*WHAT YOU WILL DO*
Each record below needs to be written out exactly as it reads.

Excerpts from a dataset
▬▬▬▬▬▬▬▬▬▬
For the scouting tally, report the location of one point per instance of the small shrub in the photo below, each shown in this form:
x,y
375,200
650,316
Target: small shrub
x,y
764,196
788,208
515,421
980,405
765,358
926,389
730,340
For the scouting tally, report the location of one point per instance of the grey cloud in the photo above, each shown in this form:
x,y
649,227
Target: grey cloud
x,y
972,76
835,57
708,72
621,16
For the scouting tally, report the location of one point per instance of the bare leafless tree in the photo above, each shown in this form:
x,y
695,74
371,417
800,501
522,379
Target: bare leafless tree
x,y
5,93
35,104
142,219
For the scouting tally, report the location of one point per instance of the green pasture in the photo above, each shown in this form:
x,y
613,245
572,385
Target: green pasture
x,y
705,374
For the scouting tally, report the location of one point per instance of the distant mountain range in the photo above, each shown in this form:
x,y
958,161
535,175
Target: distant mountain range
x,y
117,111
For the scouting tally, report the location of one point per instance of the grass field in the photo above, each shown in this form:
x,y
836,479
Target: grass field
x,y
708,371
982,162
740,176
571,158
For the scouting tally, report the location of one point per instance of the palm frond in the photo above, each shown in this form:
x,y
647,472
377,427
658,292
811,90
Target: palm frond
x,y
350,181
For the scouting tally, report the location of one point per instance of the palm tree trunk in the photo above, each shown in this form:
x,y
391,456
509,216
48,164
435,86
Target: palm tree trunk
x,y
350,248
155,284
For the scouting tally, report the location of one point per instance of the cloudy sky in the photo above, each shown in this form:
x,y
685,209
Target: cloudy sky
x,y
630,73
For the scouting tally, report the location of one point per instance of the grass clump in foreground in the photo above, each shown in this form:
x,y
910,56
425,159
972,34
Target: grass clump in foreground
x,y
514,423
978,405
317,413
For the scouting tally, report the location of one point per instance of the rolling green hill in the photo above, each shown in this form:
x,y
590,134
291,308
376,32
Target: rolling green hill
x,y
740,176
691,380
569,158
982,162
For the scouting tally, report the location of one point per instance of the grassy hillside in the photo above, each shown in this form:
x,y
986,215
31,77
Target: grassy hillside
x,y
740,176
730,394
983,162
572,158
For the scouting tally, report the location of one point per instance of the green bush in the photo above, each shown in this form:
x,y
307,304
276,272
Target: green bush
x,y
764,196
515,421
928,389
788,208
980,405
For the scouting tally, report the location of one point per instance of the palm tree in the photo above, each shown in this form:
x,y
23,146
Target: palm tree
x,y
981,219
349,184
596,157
▬▬▬▬▬▬▬▬▬▬
*REPLY*
For the scouting tally, report the location of one point per instance of the small shrub in the photo below, each shown in this form:
x,y
375,200
650,316
Target: small shrub
x,y
764,196
788,208
515,421
980,405
765,358
926,389
730,340
For the scouting tally, report the location of one point per instance of the grey cloud in the photo above, each shown in this form:
x,y
649,227
Target: grey cloud
x,y
972,76
835,57
708,72
621,16
For the scouting tally, report the location of one point per instance of the bare leafless tree in the photo above, each shown in this form:
x,y
695,74
371,417
800,501
522,379
Target: bare leafless tree
x,y
5,93
35,104
142,219
For the scouting tally, report the location of one point per instance of the green pasture in the photo above, each shown in this form:
x,y
613,245
572,385
Target: green pasture
x,y
705,374
For the scouting tally, report the location of one point per instance of the distant mountain range in the photo above, each shown in this form:
x,y
958,161
535,175
Target: distant mountain range
x,y
117,111
For the scouting tally, report the location of one point per instance of the grass field in the photo above, each shown in this form:
x,y
836,479
Target: grass field
x,y
708,371
982,162
740,176
571,158
For the scouting tally, report the location of one point per instance of the palm frond in the photo above, each shown in this form:
x,y
647,472
377,427
658,292
811,90
Target: palm frond
x,y
350,181
For the scouting tally, report the location of one point per instance of the palm tree trunk in the photo above, each shown in this form:
x,y
391,456
509,216
48,164
435,86
Target: palm tree trunk
x,y
350,248
155,284
For the scouting tally, report the location of one point per instance of the cloudy sky in the photo above, each shown in this form:
x,y
685,209
Target: cloudy sky
x,y
630,73
For the scouting tally, report the location of one point per instance of the grass clump in foreground in the photo above, each shown in this form:
x,y
910,56
425,159
972,34
Target: grass clump in foreground
x,y
514,423
978,405
317,413
For the scouting tally, report the location of one point per instance of the rolling green hill in the photo above, each shown in this form:
x,y
590,134
291,308
376,32
Target: rolling green hill
x,y
740,176
691,380
569,158
982,162
For the scouting tally, report the location of one point per instance of the grassy hillside in the photo above, each shown in this form:
x,y
986,215
31,77
Target: grassy hillside
x,y
740,176
730,394
983,162
572,158
For the scouting tally, report the location of one point per instance of the green bush in the photo above, each shown in this form:
x,y
307,304
276,272
Target: green bush
x,y
764,196
515,421
928,389
788,208
980,405
For the scouting tally, report the location of one point per instance of the palm tree in the photo above, each shown in this form:
x,y
23,146
Target: palm tree
x,y
981,219
349,184
596,157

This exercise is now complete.